> [Data for this task]
+===+
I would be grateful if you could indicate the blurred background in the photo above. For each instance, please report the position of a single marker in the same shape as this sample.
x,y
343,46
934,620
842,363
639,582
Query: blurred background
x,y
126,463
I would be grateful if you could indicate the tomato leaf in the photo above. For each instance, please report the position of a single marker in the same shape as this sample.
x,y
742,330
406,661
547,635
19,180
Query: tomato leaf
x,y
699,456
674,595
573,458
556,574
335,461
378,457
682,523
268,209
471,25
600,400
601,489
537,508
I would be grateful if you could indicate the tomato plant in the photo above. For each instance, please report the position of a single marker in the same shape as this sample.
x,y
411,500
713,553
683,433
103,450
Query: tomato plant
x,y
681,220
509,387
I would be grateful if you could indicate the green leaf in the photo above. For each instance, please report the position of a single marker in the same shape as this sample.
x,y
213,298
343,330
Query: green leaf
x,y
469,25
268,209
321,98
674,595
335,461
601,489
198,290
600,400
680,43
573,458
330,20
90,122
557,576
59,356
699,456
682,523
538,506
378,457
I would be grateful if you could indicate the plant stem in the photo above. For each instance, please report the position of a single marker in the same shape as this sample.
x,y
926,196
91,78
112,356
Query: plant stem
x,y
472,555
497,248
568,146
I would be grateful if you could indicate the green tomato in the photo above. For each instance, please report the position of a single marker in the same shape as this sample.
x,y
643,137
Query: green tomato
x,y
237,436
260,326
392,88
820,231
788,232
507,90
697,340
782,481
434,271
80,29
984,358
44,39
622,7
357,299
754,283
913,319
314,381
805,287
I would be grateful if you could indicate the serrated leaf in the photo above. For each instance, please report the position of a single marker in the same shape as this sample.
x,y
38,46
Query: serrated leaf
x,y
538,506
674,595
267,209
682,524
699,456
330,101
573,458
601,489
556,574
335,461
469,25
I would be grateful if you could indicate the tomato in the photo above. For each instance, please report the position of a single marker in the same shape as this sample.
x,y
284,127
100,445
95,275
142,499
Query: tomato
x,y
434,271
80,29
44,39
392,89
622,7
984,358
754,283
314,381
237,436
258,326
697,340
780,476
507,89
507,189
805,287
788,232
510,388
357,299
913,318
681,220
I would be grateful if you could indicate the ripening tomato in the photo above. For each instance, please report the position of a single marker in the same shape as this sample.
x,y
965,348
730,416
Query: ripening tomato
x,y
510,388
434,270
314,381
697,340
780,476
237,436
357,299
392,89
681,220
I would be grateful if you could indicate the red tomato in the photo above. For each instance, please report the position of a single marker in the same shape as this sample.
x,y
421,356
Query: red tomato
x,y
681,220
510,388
+===+
> [Task directions] Put every line of the records above into a two-column Markdown table headed "Row" and "Line," numbering the rows and omitting any blank lines.

> [Correct response]
| Row | Line |
|---|---|
| 1 | I would be grateful if you could indicate the blurred background in the photo above. For each instance, please report the position of a single marker in the same shape as this sample. |
| 2 | x,y |
| 3 | 343,46 |
| 4 | 934,620 |
| 5 | 842,363 |
| 6 | 639,582 |
| 7 | Query: blurred background |
| 8 | x,y |
| 9 | 126,463 |
| 10 | I would be grateful if you could indicate the tomato leaf in the photo above. For each instance, please report the position of a single marker in the same shape as this sample. |
| 11 | x,y |
| 12 | 742,330 |
| 13 | 406,661 |
| 14 | 547,635 |
| 15 | 19,180 |
| 16 | Query: tomato leaf |
| 17 | x,y |
| 18 | 699,456 |
| 19 | 674,595 |
| 20 | 573,458 |
| 21 | 556,574 |
| 22 | 335,461 |
| 23 | 378,457 |
| 24 | 682,523 |
| 25 | 268,209 |
| 26 | 471,25 |
| 27 | 600,400 |
| 28 | 601,489 |
| 29 | 537,508 |
| 30 | I would be grateful if you could indicate the tomato plant in the photo above. For each instance, please report the position of a single marker in the same shape as this sample. |
| 31 | x,y |
| 32 | 411,500 |
| 33 | 713,553 |
| 34 | 683,433 |
| 35 | 103,450 |
| 36 | Query: tomato plant |
| 37 | x,y |
| 38 | 681,220 |
| 39 | 509,387 |
| 40 | I would be grateful if you could indicate the green leaf in the photo above. For each instance, please report the position of a single marker in the same shape as this sample. |
| 41 | x,y |
| 42 | 213,298 |
| 43 | 343,330 |
| 44 | Query: green leaf |
| 45 | x,y |
| 46 | 469,25 |
| 47 | 268,209 |
| 48 | 321,98 |
| 49 | 674,595 |
| 50 | 335,461 |
| 51 | 601,489 |
| 52 | 198,290 |
| 53 | 600,400 |
| 54 | 680,43 |
| 55 | 573,458 |
| 56 | 330,20 |
| 57 | 90,122 |
| 58 | 557,576 |
| 59 | 59,356 |
| 60 | 699,456 |
| 61 | 682,523 |
| 62 | 538,506 |
| 63 | 378,457 |
| 64 | I would be grateful if you could indicate the plant stem in the photo above. For each instance, please report the position of a single marker in the same shape as this sample. |
| 65 | x,y |
| 66 | 926,196 |
| 67 | 91,78 |
| 68 | 112,356 |
| 69 | Query: plant stem |
| 70 | x,y |
| 71 | 472,555 |
| 72 | 497,248 |
| 73 | 568,146 |
| 74 | I would be grateful if you could indicate the green tomato in the photo above. For each instance, please report the position of a single marker in the same shape as this sample. |
| 75 | x,y |
| 76 | 643,137 |
| 77 | Query: green tomato |
| 78 | x,y |
| 79 | 237,436 |
| 80 | 260,326 |
| 81 | 392,88 |
| 82 | 820,231 |
| 83 | 788,232 |
| 84 | 507,90 |
| 85 | 697,340 |
| 86 | 782,481 |
| 87 | 434,271 |
| 88 | 80,29 |
| 89 | 984,358 |
| 90 | 44,39 |
| 91 | 622,7 |
| 92 | 357,299 |
| 93 | 754,283 |
| 94 | 913,319 |
| 95 | 314,381 |
| 96 | 805,287 |
| 97 | I would be grateful if you could indicate the serrated leaf in the photo above. For each instance, please report the position of a single marker in the same shape as this sample. |
| 98 | x,y |
| 99 | 38,46 |
| 100 | Query: serrated leaf |
| 101 | x,y |
| 102 | 538,506 |
| 103 | 674,595 |
| 104 | 267,209 |
| 105 | 682,524 |
| 106 | 699,456 |
| 107 | 330,101 |
| 108 | 573,458 |
| 109 | 601,489 |
| 110 | 556,574 |
| 111 | 335,461 |
| 112 | 469,25 |
| 113 | I would be grateful if you could indicate the tomato in the photo above. For each instance, please report the position of a single marker in the same shape as this sample. |
| 114 | x,y |
| 115 | 284,127 |
| 116 | 100,445 |
| 117 | 95,275 |
| 118 | 142,499 |
| 119 | Query: tomato |
| 120 | x,y |
| 121 | 434,271 |
| 122 | 80,29 |
| 123 | 44,39 |
| 124 | 392,89 |
| 125 | 622,7 |
| 126 | 984,358 |
| 127 | 754,283 |
| 128 | 314,381 |
| 129 | 237,436 |
| 130 | 258,326 |
| 131 | 697,340 |
| 132 | 780,476 |
| 133 | 507,89 |
| 134 | 507,189 |
| 135 | 805,287 |
| 136 | 788,232 |
| 137 | 510,388 |
| 138 | 357,299 |
| 139 | 913,318 |
| 140 | 681,220 |
| 141 | I would be grateful if you could indicate the ripening tomato in the photo above. For each instance, please report the position of a single marker in the same shape as this sample. |
| 142 | x,y |
| 143 | 965,348 |
| 144 | 730,416 |
| 145 | Query: ripening tomato |
| 146 | x,y |
| 147 | 510,388 |
| 148 | 434,270 |
| 149 | 314,381 |
| 150 | 697,340 |
| 151 | 780,476 |
| 152 | 237,436 |
| 153 | 357,299 |
| 154 | 392,89 |
| 155 | 681,220 |
| 156 | I would be grateful if you could indicate the red tomato in the photo above. For each instance, please report the position of a single marker in the same shape as this sample. |
| 157 | x,y |
| 158 | 421,356 |
| 159 | Query: red tomato |
| 160 | x,y |
| 161 | 681,220 |
| 162 | 510,388 |